Instruction
Copy only this range: the line with "In the photo above, where can the blue dump" through the final line of the material, inclusive at both ends.

Supplied material

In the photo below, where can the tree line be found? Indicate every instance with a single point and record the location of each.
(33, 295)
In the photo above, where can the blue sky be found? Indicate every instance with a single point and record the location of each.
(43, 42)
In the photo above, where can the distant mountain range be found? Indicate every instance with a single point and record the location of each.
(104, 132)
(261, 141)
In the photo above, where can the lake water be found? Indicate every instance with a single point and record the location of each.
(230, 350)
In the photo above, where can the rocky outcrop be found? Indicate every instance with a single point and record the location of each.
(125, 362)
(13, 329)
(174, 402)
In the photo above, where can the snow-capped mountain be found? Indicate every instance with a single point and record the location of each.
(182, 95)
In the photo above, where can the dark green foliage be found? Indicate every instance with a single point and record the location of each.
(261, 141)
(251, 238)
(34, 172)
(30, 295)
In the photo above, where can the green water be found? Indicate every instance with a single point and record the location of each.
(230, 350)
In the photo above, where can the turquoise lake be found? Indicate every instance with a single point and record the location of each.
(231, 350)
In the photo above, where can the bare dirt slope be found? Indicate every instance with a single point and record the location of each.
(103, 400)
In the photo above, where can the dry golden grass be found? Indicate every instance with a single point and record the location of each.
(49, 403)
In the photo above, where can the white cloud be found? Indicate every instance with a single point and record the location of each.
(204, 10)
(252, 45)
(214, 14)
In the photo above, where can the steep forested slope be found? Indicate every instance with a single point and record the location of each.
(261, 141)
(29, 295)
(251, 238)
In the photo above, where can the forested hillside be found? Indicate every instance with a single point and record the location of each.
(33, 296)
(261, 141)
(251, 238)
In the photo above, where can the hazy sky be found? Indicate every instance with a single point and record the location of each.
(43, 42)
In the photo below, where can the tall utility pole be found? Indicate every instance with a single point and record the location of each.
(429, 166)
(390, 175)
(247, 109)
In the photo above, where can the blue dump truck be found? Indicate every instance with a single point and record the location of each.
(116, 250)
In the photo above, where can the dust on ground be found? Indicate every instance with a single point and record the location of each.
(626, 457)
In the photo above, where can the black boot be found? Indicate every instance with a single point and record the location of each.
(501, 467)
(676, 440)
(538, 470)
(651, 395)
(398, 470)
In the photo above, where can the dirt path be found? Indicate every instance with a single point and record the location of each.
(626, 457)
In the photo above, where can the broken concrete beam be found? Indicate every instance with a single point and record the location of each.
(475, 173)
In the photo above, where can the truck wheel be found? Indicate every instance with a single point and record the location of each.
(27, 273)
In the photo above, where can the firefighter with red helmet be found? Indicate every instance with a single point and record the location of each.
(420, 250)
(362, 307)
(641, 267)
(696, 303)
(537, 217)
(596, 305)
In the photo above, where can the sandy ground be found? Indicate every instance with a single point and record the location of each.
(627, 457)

Response
In the photo above, where can the blue dump truck be found? Indicate every instance with a single point and record the location of each.
(116, 250)
In the photo above, where can the dust on ground be found? Indicate every instance with a single point and record the location of each.
(626, 457)
In the photo above, where can the black boot be found? Indicate every instance with a single point and record the location of each.
(501, 467)
(676, 440)
(538, 470)
(651, 395)
(398, 470)
In the photo above, where can the dirt path be found? Indicate every instance with a single point and record the location of each.
(626, 457)
In the photo above, where can the broken concrete beam be found? Indicate every instance with a single point and record the location of each.
(475, 173)
In the photo above, where can the truck wheel be found? Indicate every instance with a single point and record the location of each.
(27, 273)
In the photo above, where can the firefighter with red helmet be found? Indicate every instance with a single point and record the location of each.
(420, 250)
(362, 307)
(641, 267)
(696, 303)
(537, 217)
(596, 305)
In the photo above, where can the sandy ground be found? Indicate every instance with a single point and record the location of each.
(627, 457)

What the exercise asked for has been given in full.